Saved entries
________

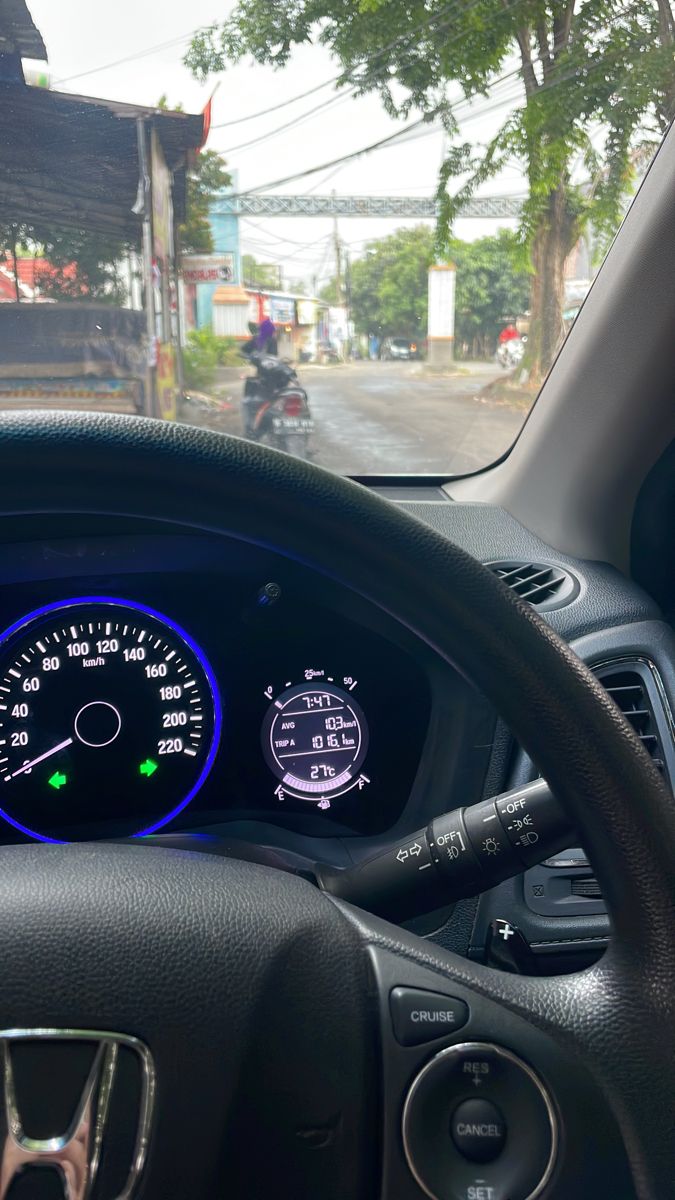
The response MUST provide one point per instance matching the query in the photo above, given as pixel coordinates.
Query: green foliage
(491, 288)
(596, 78)
(203, 353)
(260, 275)
(389, 285)
(205, 178)
(96, 258)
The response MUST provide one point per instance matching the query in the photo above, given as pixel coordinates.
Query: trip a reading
(315, 741)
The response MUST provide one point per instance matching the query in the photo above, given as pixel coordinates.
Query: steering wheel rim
(61, 463)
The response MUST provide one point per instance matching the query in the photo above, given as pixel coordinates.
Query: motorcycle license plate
(292, 424)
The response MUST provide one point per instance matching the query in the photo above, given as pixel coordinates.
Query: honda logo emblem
(89, 1143)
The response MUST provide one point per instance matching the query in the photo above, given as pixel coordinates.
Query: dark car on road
(398, 348)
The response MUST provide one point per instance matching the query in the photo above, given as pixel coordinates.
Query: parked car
(398, 348)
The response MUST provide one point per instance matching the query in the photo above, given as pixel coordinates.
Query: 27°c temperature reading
(315, 741)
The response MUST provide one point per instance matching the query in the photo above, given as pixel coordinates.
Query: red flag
(207, 123)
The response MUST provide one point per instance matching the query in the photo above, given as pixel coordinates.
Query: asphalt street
(393, 418)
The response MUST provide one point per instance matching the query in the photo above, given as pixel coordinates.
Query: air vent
(541, 585)
(628, 690)
(586, 887)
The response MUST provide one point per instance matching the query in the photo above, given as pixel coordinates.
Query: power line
(341, 96)
(288, 125)
(129, 58)
(400, 135)
(402, 37)
(334, 162)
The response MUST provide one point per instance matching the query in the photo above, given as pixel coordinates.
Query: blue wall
(225, 229)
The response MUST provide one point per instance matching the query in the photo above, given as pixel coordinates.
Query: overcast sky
(132, 51)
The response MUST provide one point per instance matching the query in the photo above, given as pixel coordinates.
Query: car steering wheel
(261, 1005)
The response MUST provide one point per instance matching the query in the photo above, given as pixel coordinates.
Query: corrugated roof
(73, 160)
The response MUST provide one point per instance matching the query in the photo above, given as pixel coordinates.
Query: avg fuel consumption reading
(108, 714)
(315, 739)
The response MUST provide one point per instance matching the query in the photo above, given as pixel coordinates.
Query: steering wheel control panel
(478, 1125)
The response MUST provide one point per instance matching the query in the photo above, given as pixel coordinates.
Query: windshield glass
(358, 233)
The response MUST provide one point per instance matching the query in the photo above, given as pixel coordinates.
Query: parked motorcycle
(275, 408)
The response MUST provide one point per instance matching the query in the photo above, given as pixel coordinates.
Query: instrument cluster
(181, 701)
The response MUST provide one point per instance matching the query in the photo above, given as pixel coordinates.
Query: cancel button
(478, 1129)
(424, 1015)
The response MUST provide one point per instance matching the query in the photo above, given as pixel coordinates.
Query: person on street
(263, 340)
(508, 334)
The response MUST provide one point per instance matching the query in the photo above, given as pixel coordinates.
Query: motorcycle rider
(263, 341)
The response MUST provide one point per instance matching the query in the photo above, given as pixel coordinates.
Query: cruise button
(420, 1017)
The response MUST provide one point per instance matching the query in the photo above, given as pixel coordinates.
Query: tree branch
(544, 48)
(523, 39)
(665, 22)
(562, 28)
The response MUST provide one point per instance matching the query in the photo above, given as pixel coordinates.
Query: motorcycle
(275, 408)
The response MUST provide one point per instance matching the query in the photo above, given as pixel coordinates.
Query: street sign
(208, 268)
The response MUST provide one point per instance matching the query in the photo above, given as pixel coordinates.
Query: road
(394, 418)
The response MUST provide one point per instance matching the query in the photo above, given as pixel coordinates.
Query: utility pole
(338, 258)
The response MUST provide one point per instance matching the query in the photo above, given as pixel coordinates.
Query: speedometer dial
(109, 720)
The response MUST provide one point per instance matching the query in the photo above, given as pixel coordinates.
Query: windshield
(358, 233)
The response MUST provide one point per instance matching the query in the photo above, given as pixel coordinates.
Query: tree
(16, 239)
(389, 285)
(85, 265)
(260, 275)
(205, 177)
(579, 66)
(493, 287)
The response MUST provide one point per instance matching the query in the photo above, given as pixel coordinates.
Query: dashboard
(157, 683)
(205, 691)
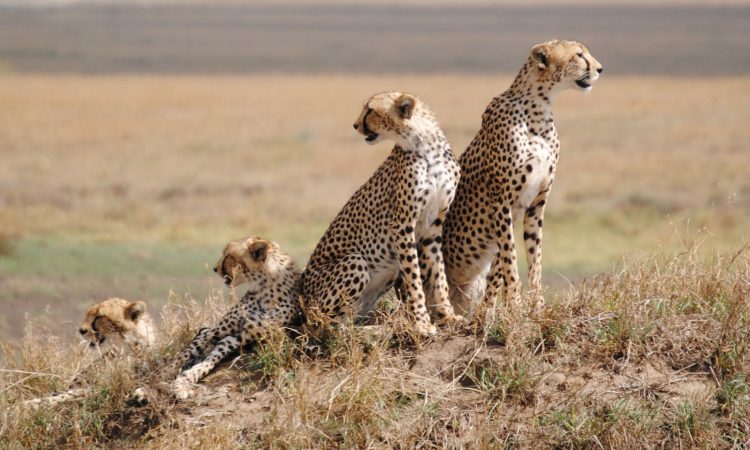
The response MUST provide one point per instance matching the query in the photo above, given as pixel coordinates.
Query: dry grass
(163, 157)
(653, 355)
(151, 175)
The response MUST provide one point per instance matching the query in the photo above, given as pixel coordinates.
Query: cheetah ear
(258, 251)
(135, 310)
(405, 105)
(539, 53)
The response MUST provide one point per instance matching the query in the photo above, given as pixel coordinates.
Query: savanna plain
(136, 182)
(116, 184)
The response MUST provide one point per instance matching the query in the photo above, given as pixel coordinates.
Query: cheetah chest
(538, 170)
(435, 188)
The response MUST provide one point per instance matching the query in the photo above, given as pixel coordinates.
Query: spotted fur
(112, 328)
(506, 174)
(392, 226)
(271, 301)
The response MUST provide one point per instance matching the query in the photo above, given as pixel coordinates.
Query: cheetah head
(390, 115)
(117, 322)
(250, 260)
(567, 63)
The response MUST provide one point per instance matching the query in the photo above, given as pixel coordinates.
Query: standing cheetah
(507, 170)
(272, 300)
(392, 225)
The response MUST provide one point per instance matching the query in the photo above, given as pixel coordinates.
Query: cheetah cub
(506, 174)
(392, 226)
(272, 300)
(112, 328)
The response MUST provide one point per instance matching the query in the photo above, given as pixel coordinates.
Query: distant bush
(7, 244)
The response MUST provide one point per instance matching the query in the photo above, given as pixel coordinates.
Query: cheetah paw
(182, 389)
(453, 319)
(426, 329)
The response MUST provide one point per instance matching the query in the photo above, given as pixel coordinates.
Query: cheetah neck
(284, 276)
(532, 98)
(528, 84)
(424, 136)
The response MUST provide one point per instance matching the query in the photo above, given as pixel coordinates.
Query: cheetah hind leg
(183, 385)
(341, 285)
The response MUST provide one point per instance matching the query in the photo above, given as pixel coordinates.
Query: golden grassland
(130, 185)
(207, 157)
(652, 356)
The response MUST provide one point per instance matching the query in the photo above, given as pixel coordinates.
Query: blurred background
(137, 138)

________

* _Work required_: Each line above should be written out again unchanged; no images are to be carried over.

* _Completed task_:
The response MUST provide one point per instance matching the query in the photo above, given as pixel coordinates.
Query: green foliage
(491, 288)
(596, 78)
(203, 353)
(260, 275)
(389, 285)
(205, 178)
(96, 258)
The response MUST provide one point per instance matching the query in the photo above, given as pixel coordinates.
Query: trip a reading
(315, 741)
The response MUST provide one point per instance matching the query in the photo above, given as pixel coordinates.
Query: steering wheel rim
(61, 463)
The response MUST provide one point per instance matching the query in the photo above, given as pixel coordinates.
Query: motorcycle license plate
(292, 424)
The response MUST provide one point per instance matching the query in the photo above, given as pixel coordinates.
Query: honda logo emblem
(89, 1143)
The response MUST provide one point per instance matching the query in the photo above, given as pixel coordinates.
Query: dark car on road
(398, 348)
The response MUST provide one point per instance matching the query in the photo above, given as pixel coordinates.
Query: parked car
(398, 348)
The response MUST provide one point per instance matching the query in the photo above, given as pixel coordinates.
Query: 27°c temperature reading
(315, 741)
The response MUST provide one point per instance matching the query in the photo above, given as pixel coordinates.
Query: red flag
(207, 123)
The response MUST provide one point per instance matching the query in the photo above, given as pixel coordinates.
Query: asphalt street
(393, 418)
The response MUST provide one point per instance matching the query in the photo above, given as pixel coordinates.
Query: air vent
(541, 585)
(628, 690)
(586, 887)
The response MUST provide one point per instance matching the query in the photo above, given as pixel coordinates.
Query: power line
(341, 96)
(288, 125)
(129, 58)
(400, 135)
(402, 37)
(334, 162)
The response MUST provide one point per instance matching the query in the photo above, given as pixel coordinates.
Query: blue wall
(225, 229)
The response MUST provide one point per instance matching the query in the photo above, given as pixel coordinates.
Query: overcast sky
(132, 51)
The response MUST provide one point per instance matching the query in the photo above, given as pixel coordinates.
Query: car steering wheel
(261, 1005)
The response MUST provide one point per instance matching the query in the photo above, given as pixel coordinates.
Query: corrugated roof
(73, 160)
The response MUST provide one point per instance matching the query in the photo above, given as pixel coordinates.
Query: avg fuel consumption reading
(108, 714)
(315, 739)
The response MUST provide one point per instance matching the query in the photo above, given as pixel coordinates.
Query: steering wheel control panel
(478, 1125)
The response MUST provide one point per instance matching the query in the photo above, given as pixel coordinates.
Query: windshield glass
(358, 233)
The response MUST provide one point per instance matching the query in the photo above, given as pixel coordinates.
Query: parked motorcycle
(275, 408)
The response MUST provide one point per instance matching the query in the photo above, given as pixel coordinates.
Query: instrument cluster
(181, 701)
The response MUST provide one point per instance matching the query in the photo above, given as pixel coordinates.
Query: cancel button
(478, 1129)
(424, 1015)
The response MUST provide one point per instance matching the query in the photo above, given as pixel coordinates.
Query: person on street
(263, 340)
(508, 334)
The response MUST provide one point per instance matching the query in the photo above, given as pixel coordinates.
Query: motorcycle rider
(263, 341)
The response MUST provide one point per instance matching the query in the photo above, given as pixel coordinates.
Query: cruise button
(420, 1017)
The response MUST provide one point per instance matching the query in the photo above, given as pixel coordinates.
Query: tree branch
(544, 48)
(523, 39)
(665, 22)
(562, 28)
The response MUST provide one point per instance matching the query in the photo above, given as pixel coordinates.
Query: motorcycle
(275, 408)
The response MUST provide one point per instance matching the query in the photo above, given as pixel coordinates.
Query: street sign
(208, 268)
The response MUST provide one point per instance matching the query in the photo above, given as pixel coordinates.
Query: road
(394, 418)
The response MUST provide one point per instance matching the query in the photo above, given as pixel coordinates.
Query: utility pole
(338, 258)
The response MUST provide one point per instance matching the query in the photo above, given as pixel coordinates.
Query: speedometer dial
(109, 720)
The response MUST provide one point per instance matching the query in the photo above, given as pixel coordinates.
Query: windshield
(358, 233)
The response MUST provide one point per instance matching the query in the photo above, given as pixel coordinates.
Query: tree
(16, 239)
(389, 285)
(85, 265)
(260, 275)
(205, 177)
(579, 66)
(493, 287)
The response MUST provide one point per instance matching the query in the photo above, given as pixel coordinates.
Query: dashboard
(157, 683)
(205, 691)
The response MUST provide one point per instance matching the query in the photo above, given as pixel coordinates.
Query: dry grass
(163, 157)
(653, 355)
(151, 175)
The response MUST provide one point per instance matching the query in the photo above, given as pixel coordinates.
Query: cheetah ear
(258, 251)
(135, 310)
(405, 105)
(539, 53)
The response MUST provide one point per instance matching the query in the photo above, given as pixel coordinates.
Query: savanna plain
(136, 182)
(116, 184)
The response MUST provide one point per instance matching the query in the photo above, given as pixel coordinates.
Query: cheetah chest
(538, 170)
(435, 188)
The response MUST provide one point per instance matching the query in the photo above, given as pixel coordinates.
Query: spotted fur
(112, 328)
(506, 174)
(392, 226)
(271, 301)
The response MUST provide one point per instance matching the query in the photo above, given as pixel coordinates.
Query: cheetah head
(390, 115)
(117, 322)
(250, 260)
(567, 63)
The response MUST provide one point per instance matching the query in the photo above, given as pixel coordinates.
Query: standing cheetah
(507, 170)
(272, 300)
(392, 225)
The response MUST provide one point per instance matching the query in the photo above, given as pixel coordinates.
Query: cheetah cub
(506, 174)
(392, 226)
(272, 300)
(112, 328)
The response MUST provide one point per instance matching the query in the photo above, given as pixel coordinates.
Query: distant bush
(7, 244)
The response MUST provide one point per instance matching the query in the photo above, given as pixel coordinates.
Query: cheetah paw
(182, 389)
(453, 319)
(426, 329)
The response MUST provide one point per instance matching the query in the photo above, given as pixel coordinates.
Query: cheetah neck
(284, 276)
(532, 98)
(528, 84)
(424, 136)
The response MUST provide one point per instance matching the query in the photo above, given as pixel coordinates.
Query: cheetah hind leg
(183, 385)
(341, 285)
The response MUST provide one point per instance matching the query in the photo above, given as pixel coordinates.
Query: golden grassland
(130, 185)
(207, 157)
(652, 356)
The response MUST provide one point per instance matching the query in the photo above, given as pixel coordinates.
Query: blurred background
(137, 138)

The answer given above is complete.